▶ **PROMPT**
Return all of the entries word for word, but omit the pictures they contain.

▶ **EXTRACTED RECORDS**
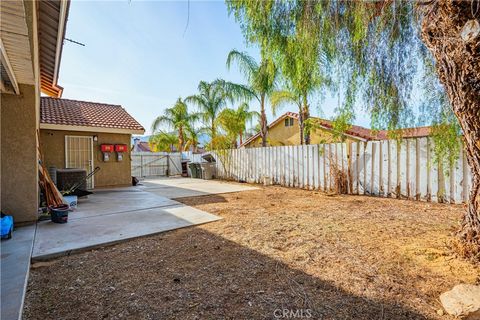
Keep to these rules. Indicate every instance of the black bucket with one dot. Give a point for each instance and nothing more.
(59, 214)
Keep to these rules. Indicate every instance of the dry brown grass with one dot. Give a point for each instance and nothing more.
(342, 257)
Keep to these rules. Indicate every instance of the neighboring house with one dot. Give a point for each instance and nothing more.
(140, 146)
(31, 41)
(72, 133)
(284, 131)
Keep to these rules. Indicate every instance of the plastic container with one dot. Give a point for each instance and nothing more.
(59, 214)
(71, 201)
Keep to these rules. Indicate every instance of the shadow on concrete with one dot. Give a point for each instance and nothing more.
(192, 274)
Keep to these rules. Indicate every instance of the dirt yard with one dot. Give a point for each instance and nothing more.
(316, 256)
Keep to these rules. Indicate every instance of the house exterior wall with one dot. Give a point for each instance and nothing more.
(19, 170)
(281, 135)
(112, 173)
(19, 121)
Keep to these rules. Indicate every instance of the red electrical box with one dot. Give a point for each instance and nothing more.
(106, 147)
(121, 148)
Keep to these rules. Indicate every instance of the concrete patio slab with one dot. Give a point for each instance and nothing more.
(104, 202)
(15, 265)
(98, 230)
(175, 188)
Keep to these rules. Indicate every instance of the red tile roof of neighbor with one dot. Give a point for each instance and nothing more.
(356, 131)
(83, 113)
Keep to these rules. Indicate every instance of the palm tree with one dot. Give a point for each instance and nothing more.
(234, 122)
(178, 118)
(261, 80)
(162, 141)
(192, 137)
(212, 98)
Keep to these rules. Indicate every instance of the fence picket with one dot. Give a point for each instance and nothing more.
(382, 168)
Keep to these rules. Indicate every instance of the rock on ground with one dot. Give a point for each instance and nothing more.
(462, 301)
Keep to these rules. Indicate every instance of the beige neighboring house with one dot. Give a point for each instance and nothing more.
(72, 133)
(31, 41)
(284, 131)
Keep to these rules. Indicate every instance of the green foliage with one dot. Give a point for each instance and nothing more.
(212, 98)
(371, 50)
(234, 122)
(178, 118)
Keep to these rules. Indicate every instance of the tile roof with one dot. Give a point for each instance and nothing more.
(354, 130)
(83, 113)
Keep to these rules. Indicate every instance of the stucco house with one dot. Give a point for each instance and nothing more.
(73, 132)
(31, 42)
(284, 131)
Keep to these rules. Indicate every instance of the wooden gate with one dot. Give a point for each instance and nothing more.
(155, 164)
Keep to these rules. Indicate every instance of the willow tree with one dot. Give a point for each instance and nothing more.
(177, 118)
(234, 122)
(261, 82)
(379, 49)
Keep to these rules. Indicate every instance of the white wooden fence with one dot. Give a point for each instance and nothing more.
(381, 168)
(155, 164)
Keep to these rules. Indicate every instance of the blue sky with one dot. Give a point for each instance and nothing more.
(138, 54)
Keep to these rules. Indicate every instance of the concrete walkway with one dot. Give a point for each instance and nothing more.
(175, 188)
(110, 216)
(15, 265)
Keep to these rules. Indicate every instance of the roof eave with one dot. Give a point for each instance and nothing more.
(66, 127)
(49, 77)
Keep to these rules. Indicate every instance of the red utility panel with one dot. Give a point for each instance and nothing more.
(121, 148)
(106, 147)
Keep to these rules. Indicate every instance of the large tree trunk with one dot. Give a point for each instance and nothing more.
(181, 141)
(263, 122)
(458, 65)
(301, 125)
(305, 116)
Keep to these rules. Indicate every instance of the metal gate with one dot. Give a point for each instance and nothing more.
(155, 164)
(79, 155)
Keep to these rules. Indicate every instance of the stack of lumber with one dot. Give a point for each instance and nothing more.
(52, 195)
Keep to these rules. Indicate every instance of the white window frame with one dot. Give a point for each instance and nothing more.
(92, 154)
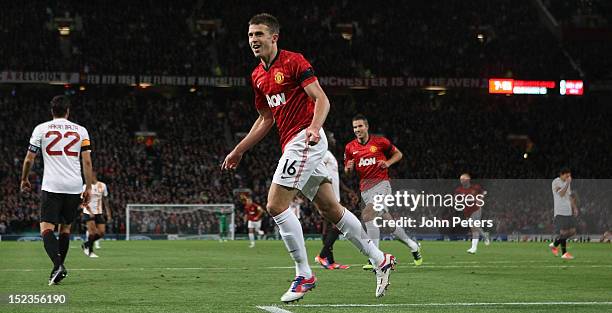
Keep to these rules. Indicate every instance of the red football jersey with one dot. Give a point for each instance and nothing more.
(366, 157)
(475, 190)
(252, 212)
(281, 88)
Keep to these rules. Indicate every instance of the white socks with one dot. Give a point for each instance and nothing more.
(474, 243)
(290, 230)
(373, 232)
(351, 227)
(252, 238)
(403, 237)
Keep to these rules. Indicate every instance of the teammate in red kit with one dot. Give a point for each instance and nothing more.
(474, 211)
(370, 156)
(253, 214)
(287, 92)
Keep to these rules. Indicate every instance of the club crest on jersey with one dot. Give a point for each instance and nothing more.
(276, 100)
(366, 161)
(279, 77)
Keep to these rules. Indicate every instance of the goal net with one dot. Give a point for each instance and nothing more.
(179, 221)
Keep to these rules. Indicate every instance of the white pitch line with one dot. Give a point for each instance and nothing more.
(452, 304)
(273, 309)
(291, 267)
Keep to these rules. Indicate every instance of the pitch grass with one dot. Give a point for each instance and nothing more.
(208, 276)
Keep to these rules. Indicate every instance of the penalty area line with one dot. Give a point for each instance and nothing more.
(452, 304)
(273, 309)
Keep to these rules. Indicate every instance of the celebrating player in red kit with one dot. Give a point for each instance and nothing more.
(370, 156)
(287, 92)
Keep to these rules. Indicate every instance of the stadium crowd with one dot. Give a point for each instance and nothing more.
(194, 132)
(441, 133)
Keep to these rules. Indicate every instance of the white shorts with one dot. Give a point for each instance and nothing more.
(382, 188)
(301, 166)
(254, 224)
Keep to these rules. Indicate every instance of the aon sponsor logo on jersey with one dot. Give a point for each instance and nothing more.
(367, 161)
(276, 100)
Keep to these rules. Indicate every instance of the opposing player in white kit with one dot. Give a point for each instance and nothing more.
(287, 92)
(93, 216)
(565, 210)
(61, 143)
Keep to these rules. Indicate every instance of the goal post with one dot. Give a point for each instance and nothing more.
(180, 221)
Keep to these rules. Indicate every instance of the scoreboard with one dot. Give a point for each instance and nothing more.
(534, 87)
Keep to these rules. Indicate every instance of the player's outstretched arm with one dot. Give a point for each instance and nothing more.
(396, 156)
(316, 93)
(260, 129)
(25, 171)
(88, 173)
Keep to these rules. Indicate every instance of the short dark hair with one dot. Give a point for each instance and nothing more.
(268, 20)
(360, 117)
(60, 106)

▶ **OUTPUT BELOW**
Keep to these rules. Indicate every instance of the black bucket with one dot. Give a point for each instance and nothing more.
(59, 214)
Keep to these rules. Indicate every instance of the dry brown grass with one dot. Give a point for each instance and nothing more.
(342, 257)
Keep to these rules. Indicate every instance of the neighboring house with one dot. Give a point for each instance and nothing more.
(140, 146)
(31, 41)
(72, 133)
(284, 131)
Keep to these rules. Indicate every instance of the plastic container with one dot. Give a point for each instance and nothing more.
(59, 214)
(71, 201)
Keep to these rules. Indicate every instance of the shadow on concrete with one dot. Give a point for each instance and nothing more.
(192, 274)
Keep to these rules. Indicate every instance of the dirt yard with one dot. Give a point for each instance and nothing more.
(316, 256)
Keep to these rules. Indicate every instance of the house exterior wall with one dot. Give a point for each instance and nothing more.
(19, 170)
(281, 135)
(112, 173)
(19, 121)
Keep to these rules. Indicate every instance of the red electrical box with one dot. Give a point for each instance and nothing more.
(106, 147)
(121, 148)
Keep to these rules. Indicate every instance of the concrete patio slab with one dot. Give a point for each instance and nothing more.
(104, 202)
(15, 265)
(98, 230)
(175, 188)
Keep to these rules. Indicate every instance of the red tile roof of neighbor with one dot. Give a point for each instance and nothing more.
(356, 131)
(83, 113)
Keep to these rules. Indicate every instance of the palm tree with one dot. Give a point for each instance and nothing more.
(234, 122)
(178, 118)
(261, 80)
(162, 141)
(192, 137)
(212, 98)
Keep to these rules. Indicate every instance of the fence picket with one dot. Give a point for each instance and nothing more.
(382, 168)
Keep to these rules. Indicate every instance of the rock on ground with one dot. Give a point for each instance and nothing more.
(462, 301)
Keep to these rules. Indicate every instance of the beige neighboring house with one dot. Give a point for each instance and nothing more.
(72, 133)
(31, 41)
(284, 131)
Keep to these rules. Indicate every instance of the green foliage with one dot. Give a point for each instance and nothing more.
(212, 98)
(371, 50)
(234, 122)
(178, 118)
Keep to these rules. Indicate every instance of the tile roof with one dot. Give a point for each instance and nothing more.
(354, 130)
(83, 113)
Keep to these rules. Indicate every instance of the stucco house with one dot. Give a point for each instance and nothing more.
(73, 132)
(31, 42)
(284, 131)
Keep to these rules. Indicate every instance of the wooden gate with one dot. Give a point for each instance and nothing more.
(155, 164)
Keep to these rules. Indicate every instance of the willow tree with one dot. Give a point for each instance and nothing more.
(177, 118)
(234, 122)
(261, 82)
(379, 49)
Keep to these rules. Indicate every instance of the white wooden fence with one dot. Give a point for each instance and nothing more.
(381, 168)
(155, 164)
Keep to these rules. Indicate every instance of the blue sky with one dot. Give a point for each instance and nothing more.
(138, 54)
Keep to these rules. Indicate every instance of the concrete walkway with one dot. Give a point for each instance and nothing more.
(175, 188)
(110, 216)
(15, 265)
Keep to these rules. Indicate every instance of the roof eave with one dot. Give a point for each instance and nothing more.
(66, 127)
(49, 77)
Keep to these rules. Indicate every instance of the red utility panel with one dot. Give a point for each instance and nothing more.
(121, 148)
(106, 147)
Keep to these rules. Indicate every instance of the large tree trunk with one dot. Give a point for each instance and nothing more.
(181, 141)
(263, 122)
(458, 65)
(301, 125)
(305, 116)
Keep to these rules. Indicate every instance of the metal gate with one dot. Give a point for each instance and nothing more.
(155, 164)
(79, 155)
Keep to these rules. Indicate every instance of the stack of lumber with one dot. Give a point for each instance and nothing more.
(52, 195)
Keep to these rules. Indicate every instance of the white window frame with one dot. Give a point for each instance and nothing more.
(92, 154)
Keep to these rules. Indicate every instance of the red football jersey with one dot. Give a point for each instance and nothing more.
(366, 157)
(475, 190)
(252, 212)
(281, 88)
Keep to these rules. Indicate every instance of the white socks with one dot. Give a point for each instance and nothing more.
(474, 243)
(290, 230)
(373, 232)
(351, 227)
(252, 238)
(403, 237)
Keep to these rules. Indicate every instance of the teammate in red kit with one dot. Give a point for each instance and nothing more.
(474, 211)
(370, 156)
(253, 214)
(287, 92)
Keep to these rules. Indicate every instance of the club crest on jersey with one dot. Give a point for each instance and nothing more.
(276, 100)
(366, 161)
(279, 77)
Keep to these rules. Indicate every instance of the goal net with one dot. Give a point for each instance and nothing more.
(179, 221)
Keep to these rules. Indicate every instance of the white pitch line with one dot. Give a point for each instance and nothing more.
(452, 304)
(273, 309)
(291, 267)
Keep to these rules. Indicate every instance of the pitch grass with one dot. Give a point for each instance and nothing more.
(208, 276)
Keep to these rules. Indicate every instance of the penalty area line with one dot. Give a point for each instance and nothing more.
(452, 304)
(273, 309)
Keep to these rules. Indicate every instance of the celebrating player in red kit with one dot. Give a point for each instance and nothing more.
(370, 156)
(287, 92)
Keep to these rules. Indicate every instance of the stadium crowd with one dot. Give a point for each instance and nothing more.
(194, 132)
(441, 133)
Keep to these rules. Indicate every instance of the white shorts with one dot. Give a point for each instance and nothing more.
(382, 188)
(301, 166)
(254, 224)
Keep to these rules. Indicate every instance of the aon sponsor logo on jersey with one dot. Give a point for each instance and nothing more.
(367, 161)
(276, 100)
Keep to these rules. Indicate every instance of the opposing player in white kit with one dot. Give a point for each instance and nothing more.
(287, 92)
(93, 216)
(565, 210)
(61, 143)
Keep to these rules. Indicate every instance of the goal post with one dot. Give a point for each instance and nothing more.
(180, 221)
Keep to these rules. Indicate every instance of the scoreboard with one dot. Give a point for each instance and nothing more.
(534, 87)
Keep to these rules. Indicate every instance of the player's outstretched arm with one dot. Give a point for each instance and nothing more.
(396, 156)
(316, 93)
(260, 129)
(25, 171)
(88, 173)
Keep to these rules. Indicate every instance of the short dark hair with one dot. Give a point for each instance and nothing more.
(268, 20)
(360, 117)
(60, 106)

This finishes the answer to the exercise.